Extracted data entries
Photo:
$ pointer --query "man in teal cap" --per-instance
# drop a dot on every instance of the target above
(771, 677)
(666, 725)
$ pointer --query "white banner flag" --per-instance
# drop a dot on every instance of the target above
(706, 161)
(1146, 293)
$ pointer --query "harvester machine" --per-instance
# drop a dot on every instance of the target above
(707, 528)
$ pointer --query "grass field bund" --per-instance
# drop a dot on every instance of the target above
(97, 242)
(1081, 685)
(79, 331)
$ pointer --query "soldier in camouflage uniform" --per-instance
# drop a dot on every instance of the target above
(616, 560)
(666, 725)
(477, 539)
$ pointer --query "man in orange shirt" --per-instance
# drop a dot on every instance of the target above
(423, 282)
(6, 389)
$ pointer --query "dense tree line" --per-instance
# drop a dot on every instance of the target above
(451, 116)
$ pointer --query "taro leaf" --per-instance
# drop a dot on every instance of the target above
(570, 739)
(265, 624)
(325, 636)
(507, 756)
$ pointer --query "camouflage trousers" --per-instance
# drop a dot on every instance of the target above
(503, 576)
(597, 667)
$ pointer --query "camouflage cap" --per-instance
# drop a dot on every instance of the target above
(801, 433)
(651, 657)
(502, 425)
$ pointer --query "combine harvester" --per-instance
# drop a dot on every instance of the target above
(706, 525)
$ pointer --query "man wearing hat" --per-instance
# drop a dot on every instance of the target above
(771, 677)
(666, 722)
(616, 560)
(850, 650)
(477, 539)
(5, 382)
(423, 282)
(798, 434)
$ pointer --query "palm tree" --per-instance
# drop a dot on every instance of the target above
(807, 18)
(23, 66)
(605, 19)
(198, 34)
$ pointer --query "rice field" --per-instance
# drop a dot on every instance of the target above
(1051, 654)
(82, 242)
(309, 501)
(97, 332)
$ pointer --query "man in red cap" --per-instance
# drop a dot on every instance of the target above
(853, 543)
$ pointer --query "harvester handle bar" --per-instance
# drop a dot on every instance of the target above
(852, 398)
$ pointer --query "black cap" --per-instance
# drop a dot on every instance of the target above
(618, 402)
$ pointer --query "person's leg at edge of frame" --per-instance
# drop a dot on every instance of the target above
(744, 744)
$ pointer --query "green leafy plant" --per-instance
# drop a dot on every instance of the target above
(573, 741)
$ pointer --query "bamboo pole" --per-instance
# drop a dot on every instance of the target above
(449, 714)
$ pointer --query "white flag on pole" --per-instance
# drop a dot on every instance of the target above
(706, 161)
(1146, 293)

_EXERCISE PROMPT_
Restate exactly the lines running from the line with "leg at edge" to the end of the entries above, both ends included.

_TASK SOLUTION_
$ pointer --query "person's leg at edge of frame" --per-instance
# drop a dot on every instance of the target above
(744, 744)
$ pointer --query "green leafy plant" --per-instance
# drop a dot on every instance of the target above
(573, 741)
$ pointer --query "bamboo pole" --per-instance
# drop a dot on every instance of the target above
(449, 714)
$ pointer --query "white flag on pole" --per-instance
# drop a dot on every instance of the target above
(706, 161)
(1146, 293)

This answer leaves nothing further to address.